Exercise requirements:
A: Transcribe the passage on Wordsworth and nature between "The senses and" and "of secluded places.", inclusive.
B: Answer these questions from the passage on Wordsworth and nature.
(i) How does Wordsworth regard the relationship between man and nature?
(ii) Which two senses did Wordsworth exploit above all?
(iii) What did Wordsworth claim as his supreme gift?

Document extract:
When a natural object is described, the main focus of interest is actually the poet's response to that object. Wordsworth believes that man and nature are inseparable; man exists not outside the natural world but as an active participant in it. Nature comforts man in sorrow, it is a source of pleasure and joy.

 

The senses and memory

Nature means also the world of sense perceptions. Wordsworth exploited above all the sensibility of the eye and ear through which he could perceive both the «beauteous forms» of nature and the sounds of the winds or waters or the silence of secluded places.

Sensations lead to simple thoughts, which later combine into complex and organised ideas. Memory, therefore, is a major force in the process of growth of the poet's mind and moral character, and it is memory that allows Wordsworth to give poetry its life and power. Recollection in tranquillity Wordsworth claimed imagination as his supreme gift.

(Image segmentation entries)
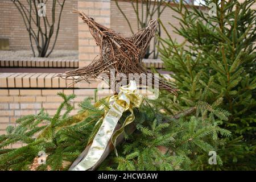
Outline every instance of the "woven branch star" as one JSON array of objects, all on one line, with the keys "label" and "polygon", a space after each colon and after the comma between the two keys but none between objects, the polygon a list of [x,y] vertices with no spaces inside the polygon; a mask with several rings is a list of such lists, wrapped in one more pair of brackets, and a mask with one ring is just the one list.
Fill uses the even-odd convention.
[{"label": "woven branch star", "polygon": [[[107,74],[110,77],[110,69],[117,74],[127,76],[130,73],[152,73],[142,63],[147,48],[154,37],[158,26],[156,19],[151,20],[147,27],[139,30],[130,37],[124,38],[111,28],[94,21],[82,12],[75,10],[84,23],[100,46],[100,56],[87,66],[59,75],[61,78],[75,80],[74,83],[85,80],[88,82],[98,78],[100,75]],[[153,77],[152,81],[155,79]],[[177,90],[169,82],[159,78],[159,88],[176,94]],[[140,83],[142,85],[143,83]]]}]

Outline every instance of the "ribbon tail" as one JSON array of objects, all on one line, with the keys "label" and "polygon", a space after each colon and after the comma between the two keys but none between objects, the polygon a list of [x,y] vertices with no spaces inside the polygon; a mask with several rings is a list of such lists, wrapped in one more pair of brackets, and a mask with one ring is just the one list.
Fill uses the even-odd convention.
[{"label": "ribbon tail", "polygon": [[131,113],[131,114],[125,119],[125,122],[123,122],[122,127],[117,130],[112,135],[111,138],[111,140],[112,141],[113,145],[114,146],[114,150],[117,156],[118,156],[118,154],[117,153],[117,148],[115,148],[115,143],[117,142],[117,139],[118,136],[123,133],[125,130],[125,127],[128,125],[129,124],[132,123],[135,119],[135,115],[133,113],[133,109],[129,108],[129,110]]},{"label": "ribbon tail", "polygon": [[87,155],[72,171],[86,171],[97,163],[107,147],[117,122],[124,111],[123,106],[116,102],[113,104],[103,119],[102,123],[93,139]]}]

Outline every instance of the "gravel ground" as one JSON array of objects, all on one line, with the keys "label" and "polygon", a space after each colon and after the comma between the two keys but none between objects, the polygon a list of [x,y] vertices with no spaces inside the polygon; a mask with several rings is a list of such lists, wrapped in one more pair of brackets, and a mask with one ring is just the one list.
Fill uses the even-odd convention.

Outputs by task:
A:
The senses and memory

Nature means also the world of sense perceptions. Wordsworth exploited above all the sensibility of the eye and ear through which he could perceive both the «beauteous forms» of nature and the sounds of the winds or waters or the silence of secluded places.

B:
(i) He believes that man and nature are inseparable.
(ii) The eye and the ear.
(iii) Imagination.